* Source extract:
[Start of section]

Expenditures for maintenance and repairs are expensed when incurred. Expenditures for renewals or betterments are capitalized. When property is retired or sold, the cost and the related accumulated depreciation are removed from the accounts, and the resulting gain or loss is included in operations.

 

 

(f)

Goodwill

 

Goodwill represents the excess of purchase price over the fair value of net assets acquired net of liabilities assumed. Goodwill is not amortized, but is reviewed at least annually for impairment.

 

 

(g)

Leases

 

The Partnership determines whether an arrangement is or contains a lease at lease inception. On the commencement date, operating leases are recorded as operating right-of-use ("ROU") assets and lease liabilities in the consolidated balance sheets for non-cancelable real estate operating leases with original or remaining lease terms in excess of one year. Leases with a lease term of 12 months or less at inception are not recorded on the consolidated balance sheets and are expensed on a straight-line basis over the lease term in the consolidated statement of income and changes in partners' capital. ROU assets represent the Partnership's right to use leased assets over the term of the lease. Lease liabilities represent the Partnership's contractual obligation to make lease payments over the lease term. The Partnership holds no finance leases at December 31, 2020 or 2019.

 

Operating ROU assets and lease liabilities are recorded at the present value of the lease payments over the lease term. The present value of the lease payments are discounted using the incremental borrowing rate associated with each lease. As the leases held by the Partnership do not provide implicit rates, the Partnership has used incremental borrowing rates that were calculated based on information available at the later of the lease commencement date or the adoption date of Accounting Standards Update ("ASU") 2016-02 Leases, January 1, 2019. The variable components of the lease payment that fluctuate with the operations of a specific facility are not included in determining the ROU assets and lease liabilities. Rather, these variable components are expensed as incurred.

 

ROU assets are assessed for impairment in accordance with the Partnership's long-lived asset policy. Management reassesses lease classification and remeasures ROU assets and lease liabilities when a lease is modified and that modification is not accounted for as a separate new lease or upon certain other events that require reassessment in accordance with ASU 2016-02.

 

8

 

CARIS HEALTHCARE, L.P. AND SUBSIDIARIES

 

Notes to the Consolidated Financial Statements

 

 

 

(h)

Self-insurance liabilities

 

The Partnership partially self-insures the healthcare coverage provided to its employees and their dependents. The Partnership's liability is limited on individual losses and on an aggregate basis. Medical claims above those limits are reinsured with an insurance carrier.

 

This self-insurance liability is based upon loss reports on individual cases and an amount, based on experience, for losses incurred but not reported. The Partnership has accrued $322,000 and $420,000 at December 31, 2020 and 2019, respectively, for incurred but not reported claims. Such liabilities are necessarily based on estimates and, while management believes that the amount is adequate, the ultimate liability may be in excess of or less than the amounts provided. The methods for making such estimates and for establishing the liabilities are continually reviewed, with any adjustments necessary reflected in current year operations.

 

 

(i)

[End of section]

Referring expression pointing data:

[Start of section]

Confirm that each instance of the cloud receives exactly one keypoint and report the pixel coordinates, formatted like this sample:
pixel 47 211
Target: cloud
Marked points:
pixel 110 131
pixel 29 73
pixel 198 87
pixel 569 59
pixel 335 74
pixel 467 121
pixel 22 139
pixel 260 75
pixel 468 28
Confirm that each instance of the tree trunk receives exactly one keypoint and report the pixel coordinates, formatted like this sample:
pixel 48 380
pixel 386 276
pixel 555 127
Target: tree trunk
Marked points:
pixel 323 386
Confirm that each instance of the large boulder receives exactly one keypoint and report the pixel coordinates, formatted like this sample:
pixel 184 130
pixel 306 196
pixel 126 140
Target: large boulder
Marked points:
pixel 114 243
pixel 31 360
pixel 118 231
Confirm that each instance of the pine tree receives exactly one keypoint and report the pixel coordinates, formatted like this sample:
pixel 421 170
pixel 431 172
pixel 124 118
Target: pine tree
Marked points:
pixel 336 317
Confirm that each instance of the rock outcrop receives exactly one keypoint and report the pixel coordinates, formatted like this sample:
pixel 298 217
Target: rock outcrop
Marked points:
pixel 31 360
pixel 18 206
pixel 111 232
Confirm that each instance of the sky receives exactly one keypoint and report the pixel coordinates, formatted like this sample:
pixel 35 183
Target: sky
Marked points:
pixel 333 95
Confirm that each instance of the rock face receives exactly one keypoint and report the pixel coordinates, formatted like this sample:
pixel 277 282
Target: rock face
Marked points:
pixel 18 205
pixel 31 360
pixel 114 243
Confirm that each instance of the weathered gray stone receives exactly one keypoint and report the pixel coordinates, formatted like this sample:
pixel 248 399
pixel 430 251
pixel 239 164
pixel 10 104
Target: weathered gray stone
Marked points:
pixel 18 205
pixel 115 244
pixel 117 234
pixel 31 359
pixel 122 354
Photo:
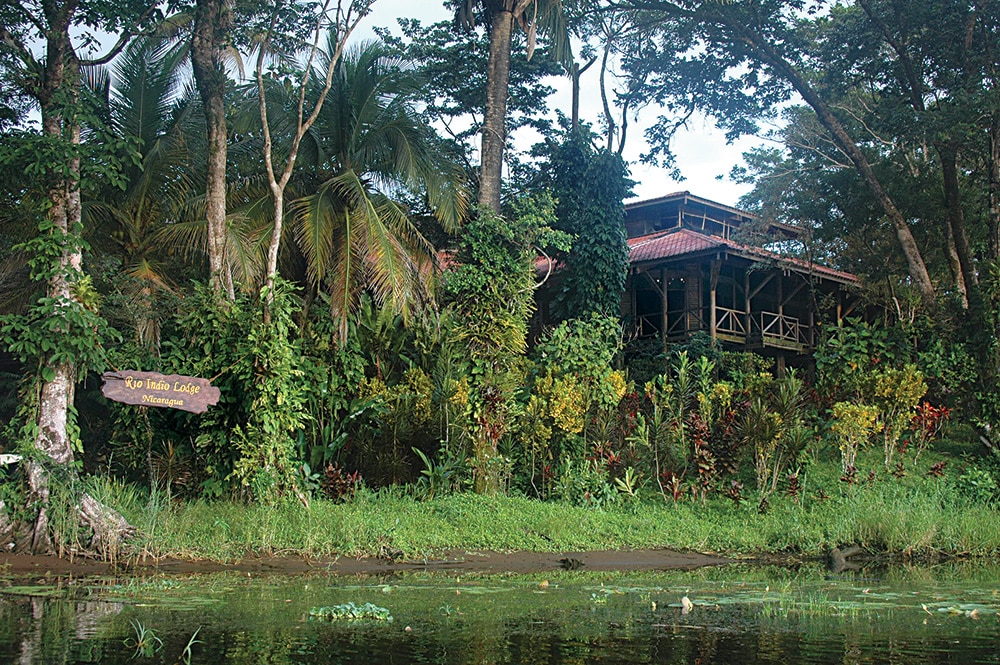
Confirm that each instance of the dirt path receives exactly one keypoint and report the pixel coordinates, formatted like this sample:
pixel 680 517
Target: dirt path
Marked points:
pixel 488 562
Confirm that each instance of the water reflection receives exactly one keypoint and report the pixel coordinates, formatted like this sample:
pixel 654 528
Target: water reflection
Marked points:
pixel 741 614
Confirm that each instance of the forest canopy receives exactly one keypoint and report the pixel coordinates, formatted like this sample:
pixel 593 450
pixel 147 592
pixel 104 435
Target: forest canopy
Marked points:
pixel 344 238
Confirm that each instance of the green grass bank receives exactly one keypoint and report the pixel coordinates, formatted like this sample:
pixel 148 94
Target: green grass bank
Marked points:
pixel 915 515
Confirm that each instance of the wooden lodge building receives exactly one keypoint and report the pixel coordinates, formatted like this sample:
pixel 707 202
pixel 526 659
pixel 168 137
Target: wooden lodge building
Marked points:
pixel 690 272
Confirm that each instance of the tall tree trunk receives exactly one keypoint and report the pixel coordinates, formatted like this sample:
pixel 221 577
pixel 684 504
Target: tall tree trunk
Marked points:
pixel 956 217
pixel 56 395
pixel 994 188
pixel 494 119
pixel 211 27
pixel 57 93
pixel 955 267
pixel 915 262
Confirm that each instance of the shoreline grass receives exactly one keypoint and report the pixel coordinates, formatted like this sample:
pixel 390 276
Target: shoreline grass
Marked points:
pixel 913 516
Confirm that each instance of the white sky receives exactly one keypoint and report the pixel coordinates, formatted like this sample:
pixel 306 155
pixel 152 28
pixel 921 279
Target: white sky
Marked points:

[End of section]

* Questions to answer:
1/ In the Caris Healthcare notes, how much had the Partnership accrued at December 31, 2020 for incurred but not reported claims?
2/ Turn the paragraph of the Caris Healthcare notes that begins "The Partnership determines whether an arrangement" into a short bulleted list that keeps its main facts.
3/ Reproduce the Caris Healthcare notes from "The Partnership partially" to "an insurance carrier.", with no changes.
These records come from a separate source, unrelated to the text.

* Expected outputs:
1/ $322,000.

2/
- The Partnership determines at lease inception whether an arrangement is or contains a lease.
- On the commencement date, non-cancelable real estate operating leases with original or remaining terms over one year are recorded on the consolidated balance sheets as operating right-of-use (ROU) assets and lease liabilities.
- Leases of 12 months or less at inception are not recorded on the balance sheets. They are expensed on a straight-line basis over the lease term.
- ROU assets represent the Partnership's right to use leased assets over the lease term.
- Lease liabilities represent its contractual obligation to make lease payments over that term.
- The Partnership held no finance leases at December 31, 2020 or 2019.

3/
The Partnership partially self-insures the healthcare coverage provided to its employees and their dependents. The Partnership's liability is limited on individual losses and on an aggregate basis. Medical claims above those limits are reinsured with an insurance carrier.